------ Page extract ------
Skip to main content

A multiformat text parser

Project description

   Logo

A text parser that doesn't care about your file extensions

Build Status Code Coverage SemVer Version

Key FeaturesSupported FormatsInstallationUsageRelated projectsContributingMIT License

Demo GIF

Parsa is a textract-based CLI text parser that supports multiple file extensions. It takes any number of inputs, and outputs them to .txt files in a directory of choice, preserving the structure of the original text.

Key features

  • Extends textract's functionalities to work with multiple inputs and to automatically save the output
  • Takes an arbitrary number of inputs of different filetypes, and processess them all equally when supported
  • Outputs the parsed text from the input files individually to corresponding .txt files, with the option of selecting a custom output path
  • Includes a naming system that always avoids overwriting existing files, instead naming new files in a simple manner
  • Supports over 20 of the most common formats (see Supported formats for more)
  • Preserves the structure of document file formats (.docx, .pdf, ...)
------
#### [Aim A]
Write out everything in the Parsa project description from "A text parser" down to "the original text.", replacing "directory" with "folder".
The text and the records are unrelated to each other.
------ Data ------
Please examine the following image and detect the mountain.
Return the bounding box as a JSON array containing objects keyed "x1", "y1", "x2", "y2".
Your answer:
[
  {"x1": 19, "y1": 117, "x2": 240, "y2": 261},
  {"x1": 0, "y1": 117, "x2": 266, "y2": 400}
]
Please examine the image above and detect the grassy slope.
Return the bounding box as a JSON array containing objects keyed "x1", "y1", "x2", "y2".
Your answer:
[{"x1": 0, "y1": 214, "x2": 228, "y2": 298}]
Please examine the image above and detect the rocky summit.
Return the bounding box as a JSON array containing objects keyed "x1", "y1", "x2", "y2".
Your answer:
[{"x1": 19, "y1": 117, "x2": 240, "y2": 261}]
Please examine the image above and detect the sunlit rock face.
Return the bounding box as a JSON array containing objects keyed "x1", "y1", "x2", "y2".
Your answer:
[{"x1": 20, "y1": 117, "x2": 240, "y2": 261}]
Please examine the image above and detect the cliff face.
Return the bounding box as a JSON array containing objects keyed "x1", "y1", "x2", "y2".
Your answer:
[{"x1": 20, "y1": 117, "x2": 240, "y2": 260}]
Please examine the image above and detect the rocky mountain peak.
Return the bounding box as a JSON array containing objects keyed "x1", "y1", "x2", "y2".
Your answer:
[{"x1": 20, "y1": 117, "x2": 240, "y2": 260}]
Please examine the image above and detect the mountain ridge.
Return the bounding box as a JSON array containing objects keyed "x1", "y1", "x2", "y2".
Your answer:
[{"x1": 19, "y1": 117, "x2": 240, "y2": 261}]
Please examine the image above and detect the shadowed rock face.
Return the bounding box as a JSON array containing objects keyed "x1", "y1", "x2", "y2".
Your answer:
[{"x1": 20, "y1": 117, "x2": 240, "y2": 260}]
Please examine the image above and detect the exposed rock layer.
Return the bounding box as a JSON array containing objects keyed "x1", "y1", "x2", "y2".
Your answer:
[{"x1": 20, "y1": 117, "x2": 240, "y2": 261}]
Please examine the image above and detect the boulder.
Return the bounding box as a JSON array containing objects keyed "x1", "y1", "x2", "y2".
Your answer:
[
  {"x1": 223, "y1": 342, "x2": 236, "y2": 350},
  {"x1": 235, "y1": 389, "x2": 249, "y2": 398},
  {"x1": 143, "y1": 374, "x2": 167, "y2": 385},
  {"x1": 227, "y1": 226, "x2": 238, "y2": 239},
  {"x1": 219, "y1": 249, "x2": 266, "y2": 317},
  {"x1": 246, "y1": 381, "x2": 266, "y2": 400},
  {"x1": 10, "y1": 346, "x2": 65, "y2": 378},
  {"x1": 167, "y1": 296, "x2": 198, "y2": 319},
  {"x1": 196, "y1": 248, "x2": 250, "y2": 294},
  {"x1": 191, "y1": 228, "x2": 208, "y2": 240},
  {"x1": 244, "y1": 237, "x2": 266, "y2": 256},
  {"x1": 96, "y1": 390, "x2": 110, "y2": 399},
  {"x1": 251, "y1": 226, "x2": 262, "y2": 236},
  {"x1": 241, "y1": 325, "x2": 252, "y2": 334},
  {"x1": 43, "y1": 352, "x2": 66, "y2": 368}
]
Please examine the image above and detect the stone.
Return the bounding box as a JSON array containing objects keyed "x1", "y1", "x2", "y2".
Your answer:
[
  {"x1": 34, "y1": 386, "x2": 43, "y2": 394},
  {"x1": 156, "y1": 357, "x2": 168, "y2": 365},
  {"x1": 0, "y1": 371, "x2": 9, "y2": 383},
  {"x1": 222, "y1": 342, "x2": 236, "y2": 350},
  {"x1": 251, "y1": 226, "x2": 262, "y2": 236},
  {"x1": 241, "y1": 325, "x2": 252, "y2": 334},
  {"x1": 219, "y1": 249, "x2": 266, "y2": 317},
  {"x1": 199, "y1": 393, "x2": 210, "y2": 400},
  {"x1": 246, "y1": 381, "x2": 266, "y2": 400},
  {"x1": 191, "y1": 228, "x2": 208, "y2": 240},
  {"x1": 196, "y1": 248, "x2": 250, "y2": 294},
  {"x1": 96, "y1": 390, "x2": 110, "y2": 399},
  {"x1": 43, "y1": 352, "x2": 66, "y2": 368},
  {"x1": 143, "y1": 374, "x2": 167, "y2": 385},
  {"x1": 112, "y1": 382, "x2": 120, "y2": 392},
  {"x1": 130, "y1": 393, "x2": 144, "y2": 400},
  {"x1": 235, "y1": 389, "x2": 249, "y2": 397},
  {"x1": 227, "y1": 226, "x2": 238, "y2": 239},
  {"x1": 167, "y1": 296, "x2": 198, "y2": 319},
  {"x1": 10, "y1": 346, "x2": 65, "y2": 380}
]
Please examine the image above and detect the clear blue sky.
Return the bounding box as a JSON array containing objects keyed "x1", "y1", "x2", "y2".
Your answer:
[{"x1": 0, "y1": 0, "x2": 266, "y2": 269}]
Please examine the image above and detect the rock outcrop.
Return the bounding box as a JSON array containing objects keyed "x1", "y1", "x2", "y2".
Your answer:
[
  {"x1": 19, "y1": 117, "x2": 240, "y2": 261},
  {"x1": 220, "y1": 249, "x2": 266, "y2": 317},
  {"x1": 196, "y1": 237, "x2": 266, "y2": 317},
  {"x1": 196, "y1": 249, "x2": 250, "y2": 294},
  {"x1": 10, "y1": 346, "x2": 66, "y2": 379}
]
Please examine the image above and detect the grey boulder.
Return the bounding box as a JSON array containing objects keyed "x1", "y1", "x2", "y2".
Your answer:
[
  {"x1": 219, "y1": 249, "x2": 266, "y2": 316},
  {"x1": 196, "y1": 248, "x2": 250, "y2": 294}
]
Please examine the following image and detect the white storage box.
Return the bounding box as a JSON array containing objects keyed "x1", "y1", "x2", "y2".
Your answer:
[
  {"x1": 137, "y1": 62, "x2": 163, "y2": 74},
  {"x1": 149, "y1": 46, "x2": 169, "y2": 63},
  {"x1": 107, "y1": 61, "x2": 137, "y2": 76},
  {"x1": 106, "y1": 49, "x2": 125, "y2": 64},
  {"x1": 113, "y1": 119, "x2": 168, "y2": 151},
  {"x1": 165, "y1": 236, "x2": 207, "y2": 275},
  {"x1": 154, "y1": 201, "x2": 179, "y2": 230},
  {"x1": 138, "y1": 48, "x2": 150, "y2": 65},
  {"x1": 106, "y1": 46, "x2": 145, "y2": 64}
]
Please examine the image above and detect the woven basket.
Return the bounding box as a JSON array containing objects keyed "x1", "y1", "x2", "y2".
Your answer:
------
#### [Aim B]
Copy the records word for word, everything from the line containing "Please examine the image above and detect the woven" down to the final line of the records.

#### [Response A]
A text parser that doesn't care about your file extensions

Build Status Code Coverage SemVer Version

Key FeaturesSupported FormatsInstallationUsageRelated projectsContributingMIT License

Demo GIF

Parsa is a textract-based CLI text parser that supports multiple file extensions. It takes any number of inputs, and outputs them to .txt files in a folder of choice, preserving the structure of the original text.

#### [Response B]
Please examine the image above and detect the woven basket.
Return the bounding box as a JSON array containing objects keyed "x1", "y1", "x2", "y2".
Your answer:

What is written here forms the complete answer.